» Problems
- A) In the text on plant-based eating, roughly what share of a vegan diet does the writer say they keep to?
- B) Carry on writing the text on plant-based eating, picking up after its final sentence.
[begin Source]
It’s basically whole grains, different types of beans, kale salad with creative alternatives for dressing. They’ll bring out something that looks like a brownie, but it’s not a brownie … though it tastes a bit like a brownie. So I did it for one day, then two days. Then I branched out and started doing it at breakfast and lunch. I still insist that I get to do whatever I want for dinner. But it’s made a significant difference in just in a month.

HPC: What kind of difference?

LA: Energy level. Even when you’re training really hard, it’s normal that you would have certain things for lunch or certain things for breakfast, and then have this dip, or almost like a food coma … I don’t experience that anymore. My energy level has never been this consistent, and not just consistent, but high. I’m a big napper — I couldn’t even take a nap these days if I wanted to.

The other thing — I expected to get rid of that dip, but I didn’t expect the mental side of it, and the sharpness and the focus that I’ve noticed. And I was the biggest non-believer, I was like ‘whatever man’, and I’m in. I’m not doing dinners yet, but breakfast and lunch, I’m in.

HPC: Do you think it’s pretty sustainable?

LA: If I were to stay in Austin, it’s very sustainable. It’s harder when you get on the road, of course — I mean, you walk out that door and breakfast is sitting there. None of that [muffins, croissants, etc.] is on the Engine 2 diet. So it gets harder and harder. But you can even travel with stuff. Breakfast is not hard, you bring your cereal and then you go to the store and buy almond milk, you buy bananas to put on top of it. If you plan, then it’s possible.

Where do I fall? I’m still not sure. I think of myself as an aspiring vegan, someone who recognizes the force of the moral argument and is doing as much as I’m able. Better to be good most of the time than rotten all of the time, basically.

But by description of how I’m actually eating: I’m eating a primarily plant based diet.

And maybe that’s okay. My reasons for being a vegetarian at all aren’t about animal death. They’re about animal suffering. I’m mostly concerned with factory farming and unnecessary animal pain so maybe I can maintain my roughly 2/3 vegan diet while remaining true to those concerns. I’m not sure. I’m still thinking! I’m a philosopher after all.
[end Source]
[begin Recorded information]
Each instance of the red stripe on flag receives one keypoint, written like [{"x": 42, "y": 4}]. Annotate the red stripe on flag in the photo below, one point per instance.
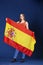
[
  {"x": 17, "y": 46},
  {"x": 20, "y": 27}
]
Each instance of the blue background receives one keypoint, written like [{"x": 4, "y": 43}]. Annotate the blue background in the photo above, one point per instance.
[{"x": 33, "y": 10}]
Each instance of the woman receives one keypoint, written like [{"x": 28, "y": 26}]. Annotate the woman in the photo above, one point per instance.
[{"x": 24, "y": 23}]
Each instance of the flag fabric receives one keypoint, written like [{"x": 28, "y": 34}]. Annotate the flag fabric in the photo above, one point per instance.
[{"x": 19, "y": 37}]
[end Recorded information]
» Answers below
- A) Roughly two-thirds.

- B)
What do I think of the move to ‘plant strong’ over ‘vegan’? Insofar as it seems to distance our diets from concern for animals, I’m not thrilled. If it results in less animals being raised in and killed in horrible conditions, I think it’s great. In the end, I’ll be happy with good results even if they don’t come about for reasons that I think are the right reasons. But that argument, between results and motives and their moral significance takes us right into the deep end of moral philosophy, so I’ll stop here and go enjoy my buckwheat waffles and green smoothie!

Plant Strong Resources:

Living Plant Strong

TheEngine2Diet

14 thoughts on “Vegan, plant-based, plant strong? What’s in a name?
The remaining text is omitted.